EXERCISE PROMPT
Reply with exactly the lines from the one that contains "outline white soccer jersey" through the last line of the records below, and with no other lines.

RECORDS
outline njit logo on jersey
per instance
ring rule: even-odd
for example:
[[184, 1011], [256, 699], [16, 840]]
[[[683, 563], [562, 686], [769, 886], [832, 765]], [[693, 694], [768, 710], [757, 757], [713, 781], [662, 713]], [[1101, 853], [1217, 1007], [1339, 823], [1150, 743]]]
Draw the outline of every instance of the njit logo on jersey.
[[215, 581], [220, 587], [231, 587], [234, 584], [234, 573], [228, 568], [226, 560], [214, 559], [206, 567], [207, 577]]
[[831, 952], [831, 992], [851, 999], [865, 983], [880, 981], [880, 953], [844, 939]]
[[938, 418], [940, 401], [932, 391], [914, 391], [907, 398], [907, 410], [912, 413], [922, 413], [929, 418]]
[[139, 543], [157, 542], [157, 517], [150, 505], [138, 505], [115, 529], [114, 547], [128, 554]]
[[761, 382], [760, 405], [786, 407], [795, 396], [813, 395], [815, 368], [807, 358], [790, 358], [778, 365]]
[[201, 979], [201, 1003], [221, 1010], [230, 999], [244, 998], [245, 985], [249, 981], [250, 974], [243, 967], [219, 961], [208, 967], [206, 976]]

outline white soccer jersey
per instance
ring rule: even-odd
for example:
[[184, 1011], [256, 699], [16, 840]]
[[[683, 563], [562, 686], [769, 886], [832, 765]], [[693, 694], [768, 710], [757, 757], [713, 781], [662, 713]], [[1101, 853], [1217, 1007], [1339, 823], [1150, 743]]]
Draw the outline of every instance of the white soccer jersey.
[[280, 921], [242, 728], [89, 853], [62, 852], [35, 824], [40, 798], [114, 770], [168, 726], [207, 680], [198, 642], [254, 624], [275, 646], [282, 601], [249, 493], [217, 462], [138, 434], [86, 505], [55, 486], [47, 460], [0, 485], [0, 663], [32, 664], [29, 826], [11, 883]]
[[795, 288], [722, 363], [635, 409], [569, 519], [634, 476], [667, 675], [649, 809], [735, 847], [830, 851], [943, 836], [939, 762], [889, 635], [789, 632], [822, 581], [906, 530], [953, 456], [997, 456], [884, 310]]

THE COMPLETED TASK
outline white soccer jersey
per instance
ring rule: even-odd
for example:
[[184, 1011], [256, 699], [16, 840]]
[[[683, 563], [562, 686], [769, 886], [832, 765]], [[693, 694], [768, 710], [757, 757], [713, 781], [662, 713]], [[1101, 853], [1217, 1007], [1339, 823], [1150, 743]]]
Draw the outline of every instance of the white soccer jersey.
[[280, 921], [242, 728], [89, 853], [62, 852], [35, 824], [40, 798], [114, 770], [168, 726], [207, 680], [198, 642], [254, 624], [275, 646], [282, 601], [249, 493], [217, 462], [138, 434], [86, 505], [55, 486], [47, 460], [0, 485], [0, 663], [32, 664], [29, 826], [11, 883]]
[[795, 288], [722, 363], [635, 409], [569, 519], [634, 476], [667, 675], [649, 809], [735, 847], [830, 851], [943, 836], [939, 762], [889, 635], [789, 632], [822, 581], [906, 530], [953, 456], [997, 456], [884, 310]]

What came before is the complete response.